▸ **WORK REQUIRED**: Each line in the listing below that includes "black" should be counted; give the total and nothing more.

::: EXTRACTED RECORDS :::

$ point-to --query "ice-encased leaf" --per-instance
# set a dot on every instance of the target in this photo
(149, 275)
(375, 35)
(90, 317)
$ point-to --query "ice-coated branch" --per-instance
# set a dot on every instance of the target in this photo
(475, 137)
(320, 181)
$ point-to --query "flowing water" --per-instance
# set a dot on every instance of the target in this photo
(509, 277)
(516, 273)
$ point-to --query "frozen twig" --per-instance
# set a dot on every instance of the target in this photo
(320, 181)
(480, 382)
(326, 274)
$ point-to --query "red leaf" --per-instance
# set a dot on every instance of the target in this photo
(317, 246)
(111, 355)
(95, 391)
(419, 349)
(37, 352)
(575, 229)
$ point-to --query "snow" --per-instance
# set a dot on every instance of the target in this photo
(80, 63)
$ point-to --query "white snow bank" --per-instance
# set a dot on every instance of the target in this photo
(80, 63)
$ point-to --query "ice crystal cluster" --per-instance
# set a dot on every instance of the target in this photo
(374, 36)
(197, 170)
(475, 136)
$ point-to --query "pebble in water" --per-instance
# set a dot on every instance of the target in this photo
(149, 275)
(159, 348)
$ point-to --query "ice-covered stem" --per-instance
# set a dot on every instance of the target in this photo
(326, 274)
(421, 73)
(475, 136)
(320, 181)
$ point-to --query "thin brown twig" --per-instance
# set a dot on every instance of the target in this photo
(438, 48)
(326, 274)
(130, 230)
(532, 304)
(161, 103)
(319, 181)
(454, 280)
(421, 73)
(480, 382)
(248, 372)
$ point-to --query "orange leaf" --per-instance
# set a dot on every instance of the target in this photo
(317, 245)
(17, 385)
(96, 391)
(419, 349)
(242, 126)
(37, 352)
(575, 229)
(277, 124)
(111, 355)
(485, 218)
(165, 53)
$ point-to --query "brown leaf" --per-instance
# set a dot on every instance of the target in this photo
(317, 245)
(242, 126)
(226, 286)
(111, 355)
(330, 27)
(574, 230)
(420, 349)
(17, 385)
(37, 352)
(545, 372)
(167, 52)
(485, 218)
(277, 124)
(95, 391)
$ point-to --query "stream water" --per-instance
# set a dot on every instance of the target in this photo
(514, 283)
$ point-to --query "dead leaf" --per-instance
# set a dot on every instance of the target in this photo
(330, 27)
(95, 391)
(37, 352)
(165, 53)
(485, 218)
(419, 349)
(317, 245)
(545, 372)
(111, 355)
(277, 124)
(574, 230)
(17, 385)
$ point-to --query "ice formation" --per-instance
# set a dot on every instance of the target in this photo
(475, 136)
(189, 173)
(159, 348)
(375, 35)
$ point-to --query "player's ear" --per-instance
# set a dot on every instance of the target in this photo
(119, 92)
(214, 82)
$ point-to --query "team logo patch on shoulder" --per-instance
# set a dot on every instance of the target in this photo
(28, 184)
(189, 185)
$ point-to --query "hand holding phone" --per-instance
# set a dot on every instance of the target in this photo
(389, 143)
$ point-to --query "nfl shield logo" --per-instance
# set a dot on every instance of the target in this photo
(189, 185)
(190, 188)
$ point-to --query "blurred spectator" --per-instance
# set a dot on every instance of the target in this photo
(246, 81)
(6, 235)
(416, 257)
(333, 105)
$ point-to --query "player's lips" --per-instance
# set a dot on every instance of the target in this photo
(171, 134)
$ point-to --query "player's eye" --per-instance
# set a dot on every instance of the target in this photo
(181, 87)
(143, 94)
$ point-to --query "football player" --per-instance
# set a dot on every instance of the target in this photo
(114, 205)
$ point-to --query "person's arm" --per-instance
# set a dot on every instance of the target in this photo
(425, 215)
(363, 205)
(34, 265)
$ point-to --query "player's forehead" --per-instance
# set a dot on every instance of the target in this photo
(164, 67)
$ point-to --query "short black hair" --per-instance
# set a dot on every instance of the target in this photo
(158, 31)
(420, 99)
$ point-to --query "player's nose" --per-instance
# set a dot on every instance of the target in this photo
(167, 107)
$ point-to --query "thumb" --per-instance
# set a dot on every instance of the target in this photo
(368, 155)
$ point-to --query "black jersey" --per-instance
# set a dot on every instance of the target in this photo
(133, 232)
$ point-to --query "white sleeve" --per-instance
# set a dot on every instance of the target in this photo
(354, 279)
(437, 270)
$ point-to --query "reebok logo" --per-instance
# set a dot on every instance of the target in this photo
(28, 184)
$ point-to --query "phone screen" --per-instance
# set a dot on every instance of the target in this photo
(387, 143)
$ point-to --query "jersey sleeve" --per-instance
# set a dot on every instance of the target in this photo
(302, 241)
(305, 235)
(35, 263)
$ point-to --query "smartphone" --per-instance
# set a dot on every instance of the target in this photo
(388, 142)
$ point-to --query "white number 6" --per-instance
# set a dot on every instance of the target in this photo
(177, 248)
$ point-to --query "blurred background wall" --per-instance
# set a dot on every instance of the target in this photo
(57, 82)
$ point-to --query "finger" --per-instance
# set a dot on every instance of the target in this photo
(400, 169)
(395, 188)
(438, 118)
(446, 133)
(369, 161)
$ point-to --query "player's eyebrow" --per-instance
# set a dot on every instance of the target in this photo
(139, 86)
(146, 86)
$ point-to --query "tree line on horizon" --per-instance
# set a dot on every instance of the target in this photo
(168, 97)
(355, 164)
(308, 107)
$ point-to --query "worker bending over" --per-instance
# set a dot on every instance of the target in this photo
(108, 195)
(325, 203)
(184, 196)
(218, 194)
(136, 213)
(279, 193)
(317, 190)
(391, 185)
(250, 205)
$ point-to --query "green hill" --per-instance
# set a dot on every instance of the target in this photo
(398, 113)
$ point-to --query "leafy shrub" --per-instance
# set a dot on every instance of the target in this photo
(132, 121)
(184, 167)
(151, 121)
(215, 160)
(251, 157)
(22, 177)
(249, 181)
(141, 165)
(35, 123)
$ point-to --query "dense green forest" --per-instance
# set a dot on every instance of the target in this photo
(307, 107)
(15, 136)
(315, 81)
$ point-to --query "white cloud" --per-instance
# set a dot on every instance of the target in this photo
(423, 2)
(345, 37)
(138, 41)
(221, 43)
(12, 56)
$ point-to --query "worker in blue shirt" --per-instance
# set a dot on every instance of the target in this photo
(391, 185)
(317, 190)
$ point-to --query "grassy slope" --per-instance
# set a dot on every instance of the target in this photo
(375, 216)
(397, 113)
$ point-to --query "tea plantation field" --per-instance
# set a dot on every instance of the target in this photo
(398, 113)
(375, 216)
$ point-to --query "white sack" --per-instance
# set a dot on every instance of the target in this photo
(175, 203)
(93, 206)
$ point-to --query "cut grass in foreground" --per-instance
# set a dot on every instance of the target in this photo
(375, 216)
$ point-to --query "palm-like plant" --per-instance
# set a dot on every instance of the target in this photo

:::

▸ **ANSWER BELOW**: 2